(Texto proporcionado):
-=-=-

El gozar de una mejor o peor educación no es algo que competa exclusivamente al sistema educativo; es una labor en la que todos estamos implicados y que a todos concierne. Sus defectos e insuficiencias no pueden revertirse sólo desde arriba. El pacto por la educación debe ser, además, un verdadero contrato social.
No hace falta recurrir a las encuestas para saber que casi todos estamos a favor de un pacto sobre educación entre los dos grandes partidos. Y no sólo entre ellos. Lo preferible sería que fuera entre todas las fuerzas políticas, aunque ello supusiera que los temas objeto del acuerdo no abarcaran el espinoso asunto de las lenguas. Porque, no nos engañemos, el problema del sistema educativo español no reside en que los alumnos aprendan en una u otra lengua -lo ideal es que lo hagan en varias-, sino en las capacidades y aptitudes que estén en condiciones de desarrollar. Desde luego, necesariamente deberá ser un pacto en el que, como ha dicho el ministro, los intereses de la política programática se dejen de lado para concentrarnos en lo verdaderamente urgente. Y eso nos traslada inexorablemente a la necesidad de objetivar cuáles son los mínimos que hemos de tener en cuenta y si el sistema educativo puede proporcionárnoslos por sí mismo. Esta última dimensión es la que aquí me interesa.

-=-=-

(Enunciado): Reproduce sin modificaciones el fragmento del texto sobre el pacto educativo que va de "El gozar de" a "verdadero contrato social.". El listado no guarda relación alguna con el texto sobre el pacto educativo.

(Extracto de origen):
-=-=-

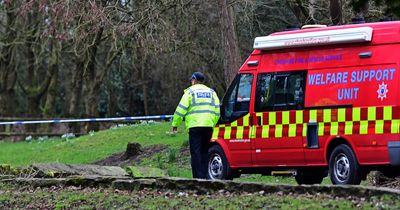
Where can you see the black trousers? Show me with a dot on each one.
(199, 140)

-=-=-

(Solución propuesta):
El gozar de una mejor o peor educación no es algo que competa exclusivamente al sistema educativo; es una labor en la que todos estamos implicados y que a todos concierne. Sus defectos e insuficiencias no pueden revertirse sólo desde arriba. El pacto por la educación debe ser, además, un verdadero contrato social.